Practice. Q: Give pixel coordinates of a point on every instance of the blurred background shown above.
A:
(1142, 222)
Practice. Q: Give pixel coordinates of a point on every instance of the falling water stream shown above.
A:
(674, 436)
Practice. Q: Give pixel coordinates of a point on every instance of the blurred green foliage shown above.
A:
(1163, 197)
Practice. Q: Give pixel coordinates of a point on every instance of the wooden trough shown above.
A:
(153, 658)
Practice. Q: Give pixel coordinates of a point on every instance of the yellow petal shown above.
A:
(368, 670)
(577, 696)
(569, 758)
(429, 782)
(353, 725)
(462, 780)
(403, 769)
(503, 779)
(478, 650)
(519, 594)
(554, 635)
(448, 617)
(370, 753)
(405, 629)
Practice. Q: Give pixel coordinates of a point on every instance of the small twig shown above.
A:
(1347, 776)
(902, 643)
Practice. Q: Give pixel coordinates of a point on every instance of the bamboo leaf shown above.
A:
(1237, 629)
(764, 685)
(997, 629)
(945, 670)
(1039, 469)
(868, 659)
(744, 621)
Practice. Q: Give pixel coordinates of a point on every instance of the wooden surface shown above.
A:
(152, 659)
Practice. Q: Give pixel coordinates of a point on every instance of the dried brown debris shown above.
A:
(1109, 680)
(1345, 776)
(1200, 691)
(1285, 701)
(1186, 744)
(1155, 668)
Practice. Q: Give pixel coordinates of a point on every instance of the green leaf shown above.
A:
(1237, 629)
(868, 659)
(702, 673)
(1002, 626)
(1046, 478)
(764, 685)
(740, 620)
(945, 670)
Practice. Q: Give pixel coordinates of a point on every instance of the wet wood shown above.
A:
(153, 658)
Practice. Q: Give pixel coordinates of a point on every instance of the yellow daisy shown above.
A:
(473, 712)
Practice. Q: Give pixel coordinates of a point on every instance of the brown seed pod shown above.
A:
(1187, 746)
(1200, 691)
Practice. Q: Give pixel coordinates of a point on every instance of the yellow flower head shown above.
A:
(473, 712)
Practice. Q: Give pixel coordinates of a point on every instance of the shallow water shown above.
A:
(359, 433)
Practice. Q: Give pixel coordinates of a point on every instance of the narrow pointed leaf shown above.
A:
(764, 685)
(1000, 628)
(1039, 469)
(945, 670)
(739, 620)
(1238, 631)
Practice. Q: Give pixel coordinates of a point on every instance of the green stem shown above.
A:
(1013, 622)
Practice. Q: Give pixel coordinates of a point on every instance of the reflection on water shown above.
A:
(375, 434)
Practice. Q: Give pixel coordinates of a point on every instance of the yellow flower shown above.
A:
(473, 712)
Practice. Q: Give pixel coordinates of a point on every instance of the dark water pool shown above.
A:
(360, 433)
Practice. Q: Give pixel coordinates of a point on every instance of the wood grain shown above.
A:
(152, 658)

# # #

Exercise requirements:
In the entries above, copy each line that contains the string "leaf".

Expected answer:
Practice. Q: Give pixel coordinates of a point on every instance of the bamboo leaf shown above.
Practice. Q: Give pixel coordinates of a point on every instance of the green leaf shown above.
Practice. Q: Give pixel coordinates of a point on every instance of the narrow pointed leaf shown above.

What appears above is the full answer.